> _Exercise goal_
Word for word, restate the listing that follows and leave out the images.

-- Supplied data follows --

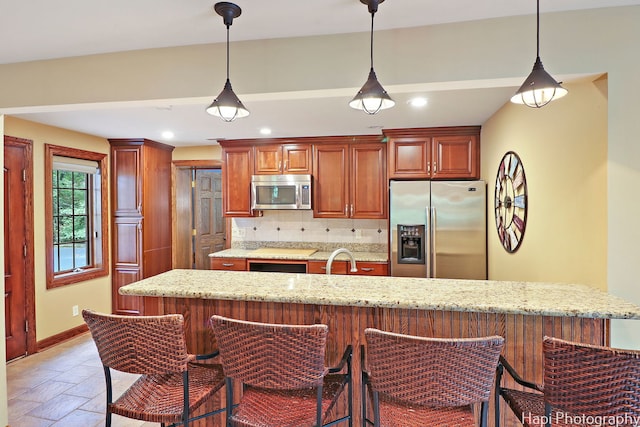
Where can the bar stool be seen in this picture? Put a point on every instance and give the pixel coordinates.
(582, 384)
(416, 382)
(171, 385)
(282, 371)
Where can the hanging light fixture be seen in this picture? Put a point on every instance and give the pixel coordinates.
(539, 88)
(372, 97)
(227, 106)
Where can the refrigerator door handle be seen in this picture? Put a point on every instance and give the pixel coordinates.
(432, 233)
(427, 246)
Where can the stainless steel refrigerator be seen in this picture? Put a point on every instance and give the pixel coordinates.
(438, 229)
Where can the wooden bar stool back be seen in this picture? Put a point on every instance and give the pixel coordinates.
(583, 385)
(171, 385)
(283, 373)
(416, 381)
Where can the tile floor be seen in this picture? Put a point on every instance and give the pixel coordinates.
(63, 386)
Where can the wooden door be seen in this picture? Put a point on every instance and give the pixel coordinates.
(127, 263)
(19, 288)
(456, 157)
(268, 159)
(126, 181)
(331, 181)
(409, 157)
(297, 158)
(209, 222)
(368, 191)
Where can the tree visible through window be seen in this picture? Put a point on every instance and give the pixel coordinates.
(71, 225)
(76, 214)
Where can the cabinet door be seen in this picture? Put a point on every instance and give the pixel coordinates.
(236, 177)
(410, 157)
(368, 190)
(320, 267)
(268, 159)
(127, 263)
(231, 264)
(456, 156)
(297, 158)
(126, 180)
(331, 181)
(372, 269)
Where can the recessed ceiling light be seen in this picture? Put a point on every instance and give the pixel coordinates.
(418, 102)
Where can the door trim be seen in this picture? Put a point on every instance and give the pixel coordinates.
(29, 278)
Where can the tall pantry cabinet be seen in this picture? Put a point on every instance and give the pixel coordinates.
(141, 216)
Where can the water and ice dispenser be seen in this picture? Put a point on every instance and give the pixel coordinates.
(411, 244)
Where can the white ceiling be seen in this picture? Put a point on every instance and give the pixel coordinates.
(43, 29)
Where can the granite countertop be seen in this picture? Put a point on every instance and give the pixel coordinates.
(316, 256)
(483, 296)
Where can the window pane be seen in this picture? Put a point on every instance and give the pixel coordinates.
(80, 229)
(65, 257)
(79, 202)
(65, 229)
(79, 180)
(65, 179)
(81, 254)
(65, 202)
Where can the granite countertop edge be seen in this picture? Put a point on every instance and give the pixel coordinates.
(316, 256)
(479, 296)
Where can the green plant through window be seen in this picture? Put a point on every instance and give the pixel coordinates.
(71, 220)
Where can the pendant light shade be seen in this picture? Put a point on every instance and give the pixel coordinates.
(539, 88)
(227, 105)
(372, 97)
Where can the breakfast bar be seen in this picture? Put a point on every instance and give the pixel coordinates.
(523, 313)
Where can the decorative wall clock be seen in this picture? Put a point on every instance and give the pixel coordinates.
(511, 201)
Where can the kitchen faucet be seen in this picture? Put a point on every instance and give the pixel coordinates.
(341, 251)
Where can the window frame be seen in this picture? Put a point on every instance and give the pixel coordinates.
(100, 266)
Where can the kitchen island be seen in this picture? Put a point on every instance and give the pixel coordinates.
(523, 313)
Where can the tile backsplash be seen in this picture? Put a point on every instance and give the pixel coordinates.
(301, 227)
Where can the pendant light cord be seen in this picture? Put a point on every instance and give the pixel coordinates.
(227, 53)
(371, 44)
(538, 29)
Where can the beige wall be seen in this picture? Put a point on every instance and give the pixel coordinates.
(53, 306)
(208, 152)
(563, 148)
(590, 41)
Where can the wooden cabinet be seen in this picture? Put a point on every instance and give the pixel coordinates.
(276, 159)
(237, 167)
(230, 264)
(372, 269)
(434, 153)
(350, 180)
(141, 222)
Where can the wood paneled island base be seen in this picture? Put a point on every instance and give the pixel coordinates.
(523, 313)
(523, 333)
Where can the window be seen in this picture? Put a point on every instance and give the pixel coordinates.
(76, 215)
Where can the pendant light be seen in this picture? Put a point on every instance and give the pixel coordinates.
(227, 106)
(372, 97)
(539, 88)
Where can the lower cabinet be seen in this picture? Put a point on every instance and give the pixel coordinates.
(312, 267)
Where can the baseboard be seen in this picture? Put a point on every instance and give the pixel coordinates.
(61, 337)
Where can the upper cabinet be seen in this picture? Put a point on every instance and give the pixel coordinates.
(434, 153)
(276, 159)
(237, 168)
(350, 179)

-- Supplied data concluded --

> _Output for this task_
Where can the bar stool be seen in this picture? Put a point on every instance and give the pixel coordinates.
(582, 384)
(416, 382)
(171, 385)
(282, 371)
Where can the hanging light fixture be seen in this picture? Put a point on every instance and give the pixel coordinates.
(539, 88)
(372, 97)
(227, 106)
Where can the refrigerator door handle be seen in this picture? Put a point on every instance and give the pixel coordinates.
(432, 233)
(427, 246)
Where can the stainless steel refrigerator be seen in this picture? Put a point on every instance and give the pixel coordinates.
(438, 229)
Where can the wooden bar stool back be seen in this picture? Put a point on every instance and give the pixel coordinates.
(583, 385)
(171, 385)
(283, 373)
(416, 381)
Where can the tile floor be seen in this picture? Put a point on every instance and give the pixel coordinates.
(63, 386)
Where can the wooden door be seen in this picture? Put a point on every instance and give the pixel coordinates.
(127, 263)
(19, 288)
(456, 157)
(268, 159)
(126, 181)
(331, 181)
(409, 157)
(297, 158)
(209, 222)
(368, 191)
Where can the tree visible through window be seen in this picture? Put a point on every instance and give the pixel coordinates.
(71, 225)
(76, 214)
Where can the cabinet door be seen in this picture? Put a point on every instance and give the pixel coordinates.
(236, 177)
(410, 157)
(368, 190)
(320, 267)
(268, 159)
(127, 263)
(231, 264)
(456, 156)
(297, 158)
(126, 180)
(331, 181)
(372, 269)
Where can the recessed ceiling light be seen in this picture? Put a point on every instance and give the pixel coordinates.
(418, 102)
Where can the door trim be seen in this picture? Put a point on every instance and give the pixel coordinates.
(29, 278)
Where can the tall pantry cabinet be seen in this picture? Put a point on every instance and give the pixel coordinates.
(141, 216)
Where can the water and ice dispenser be seen in this picture? Put a point on every instance and give the pixel coordinates.
(411, 244)
Where can the white ceiling be seen in this picture? Put a point on every instance and give the pixel coordinates.
(43, 29)
Where can the granite countertop be seen in this picture? Put a point on every instance and give the pixel coordinates.
(316, 256)
(483, 296)
Where can the window pane be seen in this picture? Put a point on every instance and give the pixel coordinates.
(80, 229)
(65, 257)
(79, 202)
(65, 229)
(79, 180)
(65, 179)
(81, 254)
(65, 202)
Where can the granite countertop edge be seen in this picture? Put a point on every instance and give the pixel coordinates.
(316, 256)
(479, 296)
Where can the green plant through window be seen in this picture? Put a point on every instance and give the pixel coordinates.
(71, 220)
Where can the pendant light shade be seen in this picture? Put a point on every instance and give the pixel coordinates.
(539, 88)
(227, 105)
(372, 97)
Where can the breakfast bar be seen in this picture? Put a point on every instance and give the pixel coordinates.
(523, 313)
Where can the decorative wall clock be seen in this picture? Put a point on every instance and give the pixel coordinates.
(511, 201)
Where can the kitchen faucet be seen in this picture? Put a point on every instance and give the pixel coordinates.
(341, 251)
Where can the window frame be seen in this picture? Put a point on every instance and give the pixel coordinates.
(100, 266)
Where can the kitchen island be seen in this picture? Put a point on every instance and give the pixel coordinates.
(523, 313)
Where can the tile backsplash be seen in this picture? Put a point on every instance and give the pixel coordinates.
(301, 227)
Where can the pendant light cord be seen in this picture? Put a point on every instance and give the pixel coordinates.
(227, 53)
(371, 44)
(538, 29)
Where can the beige wall be seen in this picture? Put a point on every instance and give the pixel coordinates.
(53, 306)
(208, 152)
(563, 148)
(590, 41)
Where can the wooden cabinet be seen in this picture? Put a point on every instance and give the pixel coordinates.
(276, 159)
(237, 167)
(230, 264)
(372, 269)
(434, 153)
(350, 180)
(141, 222)
Where can the wood paneled island base be seen in this picture? Put a point on every instance and give the pixel coordinates.
(523, 313)
(523, 333)
Where can the window be seen in this picture? Put a point on every instance and give the pixel coordinates.
(76, 215)
Where can the pendant light be seen in this picture? Put a point on every instance and give the pixel coordinates.
(227, 106)
(372, 97)
(539, 88)
Where can the lower cabinet be seen in this picture? Put a point on every instance and give the pixel coordinates.
(312, 267)
Where can the baseboard be seen in this picture? Put a point on every instance and give the pixel coordinates.
(61, 337)
Where can the upper cabinet be seen in this picture? Put a point on every instance and give the pixel coordinates.
(434, 153)
(276, 159)
(237, 168)
(350, 179)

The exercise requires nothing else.